### [TEXTE À LIRE]
Les loups des LPR pointent leur nez

Des membres des Ligues de la protection de la révolution (LPR), ces milices proches d'Ennahdha, ne pouvaient rater l'occasion de faire parler d'eux. Ils rodaient autour des manifestants et leur lançaient des pics assassines du genre: «Vous n'êtes que des lèches-bottes. Des orphelins de Ben Ali, allez au diable!» et autres amabilités du même genre qui ne s'interdisaient pas quelques gros mots.

Les policiers, qui assuraient la protection des manifestants, ont dû intervenir à chaque fois rapidement afin d'éviter que ces échanges peu aimables ne dégénèrent en violence. Il y a eu cependant une altercation lorsque une certaine Meriem Debi, porte-parole du mouvement Sawaêd (littéralement: bras), a tenu un discours hostile aux agents de l'ordre qui a offusqué une partie des manifestants. Le choc était inévitable. Un membre des LPR a donné un coup de poing au visage d'un homme d'un certain âge. Il s'est fait aussitôt arrêter, ainsi que Mme Debi. On apprendra, par la suite, qu'elle a été relâchée...

### [ÉNONCÉ 1]
Dans la liste, réécris les lignes allant de celle qui contient « find the planted » à celle qui contient « [1143,107,1178,156] », bornes comprises, en remplaçant « project » par « task » sans rien changer d'autre.
### [ÉNONCÉ 2]
Reprends le fil du texte sur les LPR et prolonge-le après sa dernière phrase.
La liste qui suit n'a aucun rapport avec le texte sur les LPR.

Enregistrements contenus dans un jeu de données
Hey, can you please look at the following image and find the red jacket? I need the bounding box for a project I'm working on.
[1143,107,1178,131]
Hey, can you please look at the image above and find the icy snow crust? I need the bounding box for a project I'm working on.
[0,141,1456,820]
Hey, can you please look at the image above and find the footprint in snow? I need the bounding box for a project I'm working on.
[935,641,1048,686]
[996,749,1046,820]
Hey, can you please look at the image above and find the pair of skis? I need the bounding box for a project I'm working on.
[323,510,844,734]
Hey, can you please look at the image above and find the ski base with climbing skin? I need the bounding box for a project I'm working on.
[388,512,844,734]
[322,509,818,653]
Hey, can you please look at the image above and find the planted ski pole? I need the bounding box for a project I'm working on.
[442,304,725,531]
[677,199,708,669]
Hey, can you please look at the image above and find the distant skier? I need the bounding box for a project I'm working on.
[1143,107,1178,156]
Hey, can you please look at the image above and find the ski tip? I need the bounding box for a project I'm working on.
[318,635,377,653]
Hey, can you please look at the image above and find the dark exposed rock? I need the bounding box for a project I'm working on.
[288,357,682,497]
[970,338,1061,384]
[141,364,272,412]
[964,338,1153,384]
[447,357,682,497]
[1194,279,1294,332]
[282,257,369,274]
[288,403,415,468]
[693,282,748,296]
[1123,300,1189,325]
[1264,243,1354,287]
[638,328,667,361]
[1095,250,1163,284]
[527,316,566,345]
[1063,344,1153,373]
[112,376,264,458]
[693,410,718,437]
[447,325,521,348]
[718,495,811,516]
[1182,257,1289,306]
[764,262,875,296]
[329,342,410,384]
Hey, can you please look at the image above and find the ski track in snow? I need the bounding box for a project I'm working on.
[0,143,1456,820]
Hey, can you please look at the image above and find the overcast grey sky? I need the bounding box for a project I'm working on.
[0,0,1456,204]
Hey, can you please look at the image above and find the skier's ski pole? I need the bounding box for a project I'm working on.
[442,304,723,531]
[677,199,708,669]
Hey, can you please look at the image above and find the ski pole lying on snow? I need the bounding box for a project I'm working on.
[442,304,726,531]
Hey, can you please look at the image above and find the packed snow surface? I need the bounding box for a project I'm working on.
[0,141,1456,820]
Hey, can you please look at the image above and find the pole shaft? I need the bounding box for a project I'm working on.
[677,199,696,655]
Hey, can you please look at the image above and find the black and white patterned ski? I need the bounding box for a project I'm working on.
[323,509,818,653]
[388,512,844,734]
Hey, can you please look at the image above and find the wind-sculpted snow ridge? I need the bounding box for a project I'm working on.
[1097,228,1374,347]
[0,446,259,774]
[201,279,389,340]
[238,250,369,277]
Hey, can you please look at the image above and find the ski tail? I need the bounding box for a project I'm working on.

### [RÉSULTAT OBTENU 1]
Hey, can you please look at the image above and find the planted ski pole? I need the bounding box for a task I'm working on.
[442,304,725,531]
[677,199,708,669]
Hey, can you please look at the image above and find the distant skier? I need the bounding box for a task I'm working on.
[1143,107,1178,156]

### [RÉSULTAT OBTENU 2]
Les familles des martyrs en colère contre Ennahdha

Les familles des martyrs étaient, on l'imagine, chaudement acclamées et accueillies avec des youyous de victoire. «Vos enfants ne sont pas morts; nous leur rendons hommage, c'est votre fierté, et c'est aussi la nôtre», leur lançaient les manifestants, la gorge tout de même nouée par l'émotion.

Des jeunes amis de martyrs, volontaires et exaltés, ont proposé d'aider les forces de l'ordre dans leur combat contre le terrorisme: «Nous sommes disponibles pour aller sur le terrain, défendre notre pays et chasser le terrorisme de nos terres. Nous les combattrons par la plume, l'art, la culture, et s'il le faut, nous porterons des armes pour préserver notre liberté dans une Tunisie en paix», disent-ils.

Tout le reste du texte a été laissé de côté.